Content starts

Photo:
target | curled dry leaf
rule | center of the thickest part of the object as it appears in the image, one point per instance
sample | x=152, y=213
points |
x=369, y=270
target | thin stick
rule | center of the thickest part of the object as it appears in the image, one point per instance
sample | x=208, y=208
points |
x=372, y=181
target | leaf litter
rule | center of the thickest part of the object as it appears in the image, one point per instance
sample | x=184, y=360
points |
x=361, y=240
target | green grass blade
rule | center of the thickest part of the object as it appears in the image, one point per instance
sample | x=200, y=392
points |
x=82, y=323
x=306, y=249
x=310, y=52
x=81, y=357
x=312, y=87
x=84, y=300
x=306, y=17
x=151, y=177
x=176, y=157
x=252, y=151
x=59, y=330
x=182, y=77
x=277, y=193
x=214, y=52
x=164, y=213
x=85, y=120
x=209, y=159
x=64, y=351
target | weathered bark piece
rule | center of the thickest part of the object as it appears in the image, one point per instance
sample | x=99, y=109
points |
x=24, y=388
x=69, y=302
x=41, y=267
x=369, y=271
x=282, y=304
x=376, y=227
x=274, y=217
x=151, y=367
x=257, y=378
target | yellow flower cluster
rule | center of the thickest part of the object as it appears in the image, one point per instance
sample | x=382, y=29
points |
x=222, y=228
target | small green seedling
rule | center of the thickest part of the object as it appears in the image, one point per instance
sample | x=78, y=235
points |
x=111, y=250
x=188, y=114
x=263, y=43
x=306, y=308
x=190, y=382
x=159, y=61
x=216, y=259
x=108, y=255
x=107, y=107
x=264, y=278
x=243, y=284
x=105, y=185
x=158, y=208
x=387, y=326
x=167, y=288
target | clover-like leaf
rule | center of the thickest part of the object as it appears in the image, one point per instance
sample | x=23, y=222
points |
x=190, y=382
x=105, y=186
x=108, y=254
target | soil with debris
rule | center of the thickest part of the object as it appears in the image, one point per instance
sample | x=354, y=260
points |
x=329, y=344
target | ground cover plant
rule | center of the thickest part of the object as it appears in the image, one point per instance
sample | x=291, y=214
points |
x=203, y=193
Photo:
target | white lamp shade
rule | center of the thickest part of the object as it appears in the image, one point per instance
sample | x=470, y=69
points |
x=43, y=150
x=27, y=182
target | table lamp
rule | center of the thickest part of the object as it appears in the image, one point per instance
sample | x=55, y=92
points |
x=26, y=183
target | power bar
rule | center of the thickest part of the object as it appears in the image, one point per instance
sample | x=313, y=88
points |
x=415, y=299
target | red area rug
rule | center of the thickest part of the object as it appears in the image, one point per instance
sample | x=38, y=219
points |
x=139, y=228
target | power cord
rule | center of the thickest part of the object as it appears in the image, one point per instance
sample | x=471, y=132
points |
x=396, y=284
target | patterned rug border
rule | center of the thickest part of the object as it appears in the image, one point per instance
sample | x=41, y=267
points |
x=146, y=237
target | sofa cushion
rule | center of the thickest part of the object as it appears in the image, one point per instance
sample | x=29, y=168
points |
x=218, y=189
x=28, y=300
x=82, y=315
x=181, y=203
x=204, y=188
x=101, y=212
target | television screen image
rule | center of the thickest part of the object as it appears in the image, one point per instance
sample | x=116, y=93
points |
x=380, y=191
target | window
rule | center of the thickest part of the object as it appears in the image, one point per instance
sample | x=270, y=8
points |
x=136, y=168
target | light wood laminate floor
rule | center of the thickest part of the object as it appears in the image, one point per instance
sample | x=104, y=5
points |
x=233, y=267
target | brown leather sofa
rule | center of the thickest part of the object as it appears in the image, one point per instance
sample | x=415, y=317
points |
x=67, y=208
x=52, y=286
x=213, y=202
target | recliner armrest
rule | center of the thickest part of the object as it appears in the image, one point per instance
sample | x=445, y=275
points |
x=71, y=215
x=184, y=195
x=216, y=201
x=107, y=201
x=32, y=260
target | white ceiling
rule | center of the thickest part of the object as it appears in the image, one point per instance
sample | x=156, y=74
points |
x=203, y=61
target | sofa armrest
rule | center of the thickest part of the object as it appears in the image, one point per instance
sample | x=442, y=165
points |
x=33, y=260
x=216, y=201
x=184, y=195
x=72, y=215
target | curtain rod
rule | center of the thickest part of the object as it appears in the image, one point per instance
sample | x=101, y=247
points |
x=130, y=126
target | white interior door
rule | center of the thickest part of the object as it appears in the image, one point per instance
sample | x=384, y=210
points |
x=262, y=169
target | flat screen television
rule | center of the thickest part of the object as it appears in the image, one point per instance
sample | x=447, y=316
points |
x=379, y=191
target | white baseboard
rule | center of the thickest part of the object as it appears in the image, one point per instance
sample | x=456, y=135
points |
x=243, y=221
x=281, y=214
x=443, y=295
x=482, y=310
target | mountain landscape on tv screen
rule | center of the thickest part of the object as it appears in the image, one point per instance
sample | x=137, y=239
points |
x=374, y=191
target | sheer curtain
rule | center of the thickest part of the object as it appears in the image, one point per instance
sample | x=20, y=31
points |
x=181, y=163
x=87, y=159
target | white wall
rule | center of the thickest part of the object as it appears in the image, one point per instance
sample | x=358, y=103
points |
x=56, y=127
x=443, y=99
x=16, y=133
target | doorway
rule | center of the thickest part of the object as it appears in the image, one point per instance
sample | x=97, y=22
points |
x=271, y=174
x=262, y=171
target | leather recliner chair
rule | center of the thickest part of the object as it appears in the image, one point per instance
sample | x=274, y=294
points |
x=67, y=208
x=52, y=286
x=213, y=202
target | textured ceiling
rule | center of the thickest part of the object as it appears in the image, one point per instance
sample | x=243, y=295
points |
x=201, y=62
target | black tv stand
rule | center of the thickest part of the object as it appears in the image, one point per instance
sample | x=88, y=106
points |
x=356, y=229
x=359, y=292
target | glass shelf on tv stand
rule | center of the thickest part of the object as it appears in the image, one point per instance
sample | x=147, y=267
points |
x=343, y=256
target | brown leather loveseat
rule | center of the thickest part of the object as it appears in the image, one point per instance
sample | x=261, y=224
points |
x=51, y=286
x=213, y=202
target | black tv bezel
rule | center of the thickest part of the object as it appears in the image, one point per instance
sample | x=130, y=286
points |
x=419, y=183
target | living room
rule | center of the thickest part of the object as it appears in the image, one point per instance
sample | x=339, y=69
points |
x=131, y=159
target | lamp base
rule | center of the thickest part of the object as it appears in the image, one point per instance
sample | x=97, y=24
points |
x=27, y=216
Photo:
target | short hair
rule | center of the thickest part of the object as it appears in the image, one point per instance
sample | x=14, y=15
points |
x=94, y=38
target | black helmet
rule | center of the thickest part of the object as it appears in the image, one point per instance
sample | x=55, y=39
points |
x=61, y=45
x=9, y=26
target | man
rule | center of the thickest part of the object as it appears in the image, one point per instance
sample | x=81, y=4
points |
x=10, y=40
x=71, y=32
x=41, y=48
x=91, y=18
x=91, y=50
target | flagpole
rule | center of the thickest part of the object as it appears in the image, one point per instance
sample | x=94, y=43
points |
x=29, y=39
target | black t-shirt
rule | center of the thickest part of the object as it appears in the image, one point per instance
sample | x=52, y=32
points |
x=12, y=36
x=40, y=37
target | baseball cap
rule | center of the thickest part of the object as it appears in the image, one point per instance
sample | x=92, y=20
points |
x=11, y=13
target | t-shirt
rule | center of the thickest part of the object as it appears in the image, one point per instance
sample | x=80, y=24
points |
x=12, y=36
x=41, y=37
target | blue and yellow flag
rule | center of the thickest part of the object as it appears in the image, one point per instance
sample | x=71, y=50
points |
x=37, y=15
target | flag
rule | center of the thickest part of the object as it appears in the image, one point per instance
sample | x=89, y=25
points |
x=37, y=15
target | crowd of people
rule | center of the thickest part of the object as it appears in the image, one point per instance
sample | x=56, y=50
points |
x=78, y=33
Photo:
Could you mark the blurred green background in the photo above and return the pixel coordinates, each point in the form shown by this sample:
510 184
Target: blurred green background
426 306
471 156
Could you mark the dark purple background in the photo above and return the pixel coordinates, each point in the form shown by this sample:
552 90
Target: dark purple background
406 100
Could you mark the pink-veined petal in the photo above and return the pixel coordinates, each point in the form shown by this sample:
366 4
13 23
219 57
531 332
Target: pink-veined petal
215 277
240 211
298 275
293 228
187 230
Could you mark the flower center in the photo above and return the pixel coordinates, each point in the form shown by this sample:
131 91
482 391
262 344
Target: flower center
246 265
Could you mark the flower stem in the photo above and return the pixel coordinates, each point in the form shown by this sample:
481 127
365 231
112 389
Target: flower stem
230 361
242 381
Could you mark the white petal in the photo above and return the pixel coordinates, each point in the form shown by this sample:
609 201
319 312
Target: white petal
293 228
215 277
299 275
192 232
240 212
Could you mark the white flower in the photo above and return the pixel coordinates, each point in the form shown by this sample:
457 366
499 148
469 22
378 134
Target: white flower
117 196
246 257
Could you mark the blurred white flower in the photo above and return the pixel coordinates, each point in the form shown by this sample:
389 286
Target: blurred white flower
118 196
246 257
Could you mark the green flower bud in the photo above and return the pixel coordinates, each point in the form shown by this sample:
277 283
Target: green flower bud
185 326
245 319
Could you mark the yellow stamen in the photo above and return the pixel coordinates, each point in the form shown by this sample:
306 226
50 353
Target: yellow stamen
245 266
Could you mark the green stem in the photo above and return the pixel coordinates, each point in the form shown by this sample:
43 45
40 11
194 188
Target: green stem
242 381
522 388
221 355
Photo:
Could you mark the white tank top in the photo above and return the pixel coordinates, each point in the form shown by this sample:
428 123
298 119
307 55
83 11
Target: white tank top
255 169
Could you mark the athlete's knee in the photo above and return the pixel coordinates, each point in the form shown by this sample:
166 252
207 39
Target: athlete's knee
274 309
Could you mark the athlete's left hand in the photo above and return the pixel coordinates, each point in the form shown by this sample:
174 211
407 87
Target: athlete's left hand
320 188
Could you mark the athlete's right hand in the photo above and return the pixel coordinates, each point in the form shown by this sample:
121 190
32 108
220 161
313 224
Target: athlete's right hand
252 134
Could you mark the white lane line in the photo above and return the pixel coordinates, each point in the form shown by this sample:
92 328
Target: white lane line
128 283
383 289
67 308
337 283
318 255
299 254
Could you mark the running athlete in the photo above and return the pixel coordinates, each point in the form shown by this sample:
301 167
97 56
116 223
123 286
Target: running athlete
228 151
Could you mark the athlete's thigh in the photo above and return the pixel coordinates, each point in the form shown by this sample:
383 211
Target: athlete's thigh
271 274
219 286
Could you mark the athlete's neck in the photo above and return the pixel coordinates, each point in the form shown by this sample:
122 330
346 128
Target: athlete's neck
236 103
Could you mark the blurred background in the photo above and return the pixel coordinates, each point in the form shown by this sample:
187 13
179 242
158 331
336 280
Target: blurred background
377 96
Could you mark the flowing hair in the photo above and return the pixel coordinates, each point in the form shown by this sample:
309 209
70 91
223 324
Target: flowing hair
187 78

Content ends

Aim of the task
Reproduce each line of the entries in which the word "armrest" is found.

Answer below
target | recliner armrest
target | sofa armrest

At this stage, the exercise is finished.